[Records from a dataset]
— Begin —
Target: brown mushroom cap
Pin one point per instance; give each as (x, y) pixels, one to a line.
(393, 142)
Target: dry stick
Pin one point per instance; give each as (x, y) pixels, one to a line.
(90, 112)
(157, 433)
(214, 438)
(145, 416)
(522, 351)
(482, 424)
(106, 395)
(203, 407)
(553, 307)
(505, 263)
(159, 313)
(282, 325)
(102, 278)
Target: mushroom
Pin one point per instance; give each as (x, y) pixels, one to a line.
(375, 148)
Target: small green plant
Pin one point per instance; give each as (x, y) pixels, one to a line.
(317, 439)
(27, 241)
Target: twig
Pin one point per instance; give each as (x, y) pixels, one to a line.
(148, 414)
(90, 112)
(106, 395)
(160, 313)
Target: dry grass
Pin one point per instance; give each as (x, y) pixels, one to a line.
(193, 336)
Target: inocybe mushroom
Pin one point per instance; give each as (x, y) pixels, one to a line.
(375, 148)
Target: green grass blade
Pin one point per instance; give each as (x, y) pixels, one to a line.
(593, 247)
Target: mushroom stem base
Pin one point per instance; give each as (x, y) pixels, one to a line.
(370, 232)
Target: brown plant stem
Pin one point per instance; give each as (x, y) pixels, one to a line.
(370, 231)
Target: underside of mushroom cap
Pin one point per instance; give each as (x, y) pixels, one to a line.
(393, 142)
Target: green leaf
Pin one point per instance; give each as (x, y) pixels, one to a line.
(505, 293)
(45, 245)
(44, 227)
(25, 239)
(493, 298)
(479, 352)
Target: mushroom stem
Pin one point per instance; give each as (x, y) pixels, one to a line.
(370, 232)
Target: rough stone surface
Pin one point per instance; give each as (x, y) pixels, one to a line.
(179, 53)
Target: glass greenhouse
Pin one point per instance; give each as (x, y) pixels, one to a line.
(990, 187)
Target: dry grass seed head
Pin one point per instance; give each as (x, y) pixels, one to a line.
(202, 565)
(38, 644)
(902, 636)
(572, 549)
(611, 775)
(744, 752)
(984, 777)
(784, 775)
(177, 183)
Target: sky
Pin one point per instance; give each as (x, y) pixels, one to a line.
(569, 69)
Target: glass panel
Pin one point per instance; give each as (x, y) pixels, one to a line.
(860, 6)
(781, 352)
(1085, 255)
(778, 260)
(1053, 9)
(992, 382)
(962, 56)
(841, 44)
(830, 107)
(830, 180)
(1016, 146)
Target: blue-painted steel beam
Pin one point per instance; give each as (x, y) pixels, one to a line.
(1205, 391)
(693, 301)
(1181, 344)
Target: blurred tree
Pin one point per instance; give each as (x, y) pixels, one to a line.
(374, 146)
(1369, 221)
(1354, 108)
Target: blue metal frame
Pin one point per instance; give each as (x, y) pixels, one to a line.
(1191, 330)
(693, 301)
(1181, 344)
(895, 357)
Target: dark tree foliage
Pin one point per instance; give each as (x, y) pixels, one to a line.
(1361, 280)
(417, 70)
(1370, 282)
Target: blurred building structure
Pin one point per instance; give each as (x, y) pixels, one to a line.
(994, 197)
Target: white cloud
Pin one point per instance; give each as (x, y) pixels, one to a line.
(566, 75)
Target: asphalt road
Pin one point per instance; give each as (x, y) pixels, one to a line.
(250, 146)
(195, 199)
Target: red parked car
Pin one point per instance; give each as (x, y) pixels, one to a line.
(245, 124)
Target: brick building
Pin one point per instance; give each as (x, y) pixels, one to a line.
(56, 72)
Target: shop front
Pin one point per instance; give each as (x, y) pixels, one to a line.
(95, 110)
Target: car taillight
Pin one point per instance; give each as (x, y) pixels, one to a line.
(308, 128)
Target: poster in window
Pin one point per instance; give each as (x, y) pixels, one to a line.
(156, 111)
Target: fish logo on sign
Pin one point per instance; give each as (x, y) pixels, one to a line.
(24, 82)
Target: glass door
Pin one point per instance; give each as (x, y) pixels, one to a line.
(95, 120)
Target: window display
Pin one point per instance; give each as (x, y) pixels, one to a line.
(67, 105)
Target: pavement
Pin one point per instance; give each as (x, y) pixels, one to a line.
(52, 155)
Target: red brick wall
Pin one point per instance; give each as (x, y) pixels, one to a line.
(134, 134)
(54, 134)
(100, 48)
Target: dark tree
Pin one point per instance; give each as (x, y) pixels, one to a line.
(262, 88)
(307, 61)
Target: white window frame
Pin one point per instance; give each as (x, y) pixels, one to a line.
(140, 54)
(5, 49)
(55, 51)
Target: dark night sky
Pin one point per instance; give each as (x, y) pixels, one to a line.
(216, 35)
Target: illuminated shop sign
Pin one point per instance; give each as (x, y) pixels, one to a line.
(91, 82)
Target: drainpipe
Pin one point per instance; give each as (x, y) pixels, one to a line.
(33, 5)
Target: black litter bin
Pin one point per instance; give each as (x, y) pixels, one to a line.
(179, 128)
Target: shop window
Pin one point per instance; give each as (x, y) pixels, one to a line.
— End —
Your task is to output the full set of records exactly as presented.

Target: brown mushroom cap
Pin one point per instance; give each as (x, y) pixels, one to a line.
(393, 142)
Target: dry stick
Pin one point per instance; give each as (x, y) pixels, one to a line.
(90, 112)
(157, 433)
(214, 438)
(145, 416)
(522, 351)
(482, 424)
(106, 395)
(203, 407)
(553, 307)
(505, 263)
(159, 313)
(282, 325)
(102, 278)
Target: mushroom
Pin one point per instance; give each as (x, y) pixels, one to a line.
(375, 148)
Target: small green plant
Pin one point per instance; give each as (x, y) pixels, one to a line.
(317, 439)
(27, 241)
Target: twig
Pin one point per instance; give each as (x, y) pixels, one to a line.
(148, 414)
(90, 112)
(106, 395)
(160, 313)
Target: dry grass
Pin one point per instance; give each as (x, y) pixels, one to a line.
(193, 336)
Target: inocybe mushroom
Pin one point per instance; give each as (x, y) pixels, one to a line.
(375, 148)
Target: green grass blade
Pin one point per instance; give each as (x, y) pixels, one to a line.
(593, 247)
Target: mushroom stem base
Pin one point per instance; give each as (x, y) pixels, one to a line.
(370, 232)
Target: brown plant stem
Pin one point per instance; give each as (x, y) pixels, one to a line.
(370, 231)
Target: underside of mushroom cap
Pin one point per instance; give each as (x, y) pixels, one to a line.
(393, 142)
Target: green leaf
Pin one point per instance; give each as (x, y) pixels, one to a line.
(505, 293)
(45, 245)
(44, 227)
(25, 239)
(493, 298)
(479, 352)
Target: mushroom stem
Pin one point per instance; give each as (x, y) pixels, one to a line.
(370, 232)
Target: rough stone surface
Pin one point per instance; give each as (x, y) pixels, one to a line.
(179, 53)
Target: glass greenhouse
Pin one point per instance; give each as (x, y) pixels, one to a line.
(990, 187)
Target: dry grass seed head
Pin one point per instance; give each as (x, y) pixels, one to a line.
(202, 565)
(38, 644)
(902, 636)
(572, 549)
(611, 775)
(744, 752)
(984, 777)
(784, 775)
(177, 183)
Target: sky
Pin one point per instance; give each as (x, y) pixels, one to a line.
(569, 69)
Target: glass panel
Pin one point per instance; give each as (x, y) pixels, one to a line.
(860, 6)
(781, 352)
(1085, 255)
(778, 260)
(1053, 9)
(992, 382)
(962, 56)
(841, 44)
(830, 107)
(830, 180)
(1016, 146)
Target: blue-painted steel beam
Pin one point per instance; give each as (x, y) pixels, one to a line.
(1205, 391)
(693, 301)
(1181, 344)
Target: blurred tree
Pin one point per instance; give each as (x, y) pixels, one to a line.
(374, 146)
(1369, 221)
(1354, 108)
Target: blue metal frame
Pin one point per instance; give each as (x, y) pixels, one to a line.
(1191, 330)
(693, 301)
(1181, 344)
(895, 357)
Target: dark tree foliage
Pin one point per instance; give each as (x, y) pixels, one to a line.
(1361, 280)
(417, 70)
(1370, 282)
Target: blurred building structure
Pin one point per instance; give each as (x, y) pixels, one to a line.
(994, 197)
Target: white cloud
Pin one point per instance; give each as (x, y) pixels, one to a line.
(566, 75)
Target: asphalt road
Pin one point per instance; give each as (x, y) pixels, one to a line.
(250, 146)
(195, 199)
Target: red parked car
Pin one point per instance; give each as (x, y) pixels, one to a line.
(245, 124)
Target: brick building
Pin one point per instance; give each as (x, y) pixels, one to a line.
(56, 72)
Target: shop front
Pin one point per instance; give each as (x, y) pixels, one to a line.
(95, 110)
Target: car taillight
Pin one point per instance; give each as (x, y) pixels, one to a line.
(308, 128)
Target: poster in window
Pin one point per instance; give each as (x, y) pixels, one to a line.
(156, 111)
Target: fish logo on sign
Pin one point per instance; give each as (x, y) pixels, one to a line.
(24, 82)
Target: glass door
Pin one point per instance; give each as (x, y) pixels, one to a line.
(95, 120)
Target: window display
Pin one point per instance; give each as (x, y) pixels, one to a line.
(67, 105)
Target: pavement
Pin one point per instance; give each as (x, y) pixels, one to a line.
(52, 155)
Target: red brick wall
Pin one point per instance; give each as (x, y) pixels, one to a line.
(134, 134)
(54, 134)
(100, 48)
Target: dark tree
Pin one point per instance; give each as (x, y) pixels, one to a line.
(262, 88)
(307, 61)
Target: white window frame
Pin one point per instance; give each as (x, y) pixels, one to a line.
(140, 54)
(5, 49)
(55, 51)
Target: dark night sky
Pin one point per instance; give each as (x, y) pixels, one to a line.
(216, 35)
Target: illuminated shop sign
Pin one point per instance; give each as (x, y) pixels, one to a line.
(91, 82)
Target: drainpipe
Pin one point per instance; give each as (x, y) pixels, one to a line.
(33, 5)
Target: black litter bin
Pin one point per instance; give each as (x, y) pixels, one to a line.
(179, 128)
Target: shop window
Pin one point per instance; give each as (x, y) pixels, one to a line.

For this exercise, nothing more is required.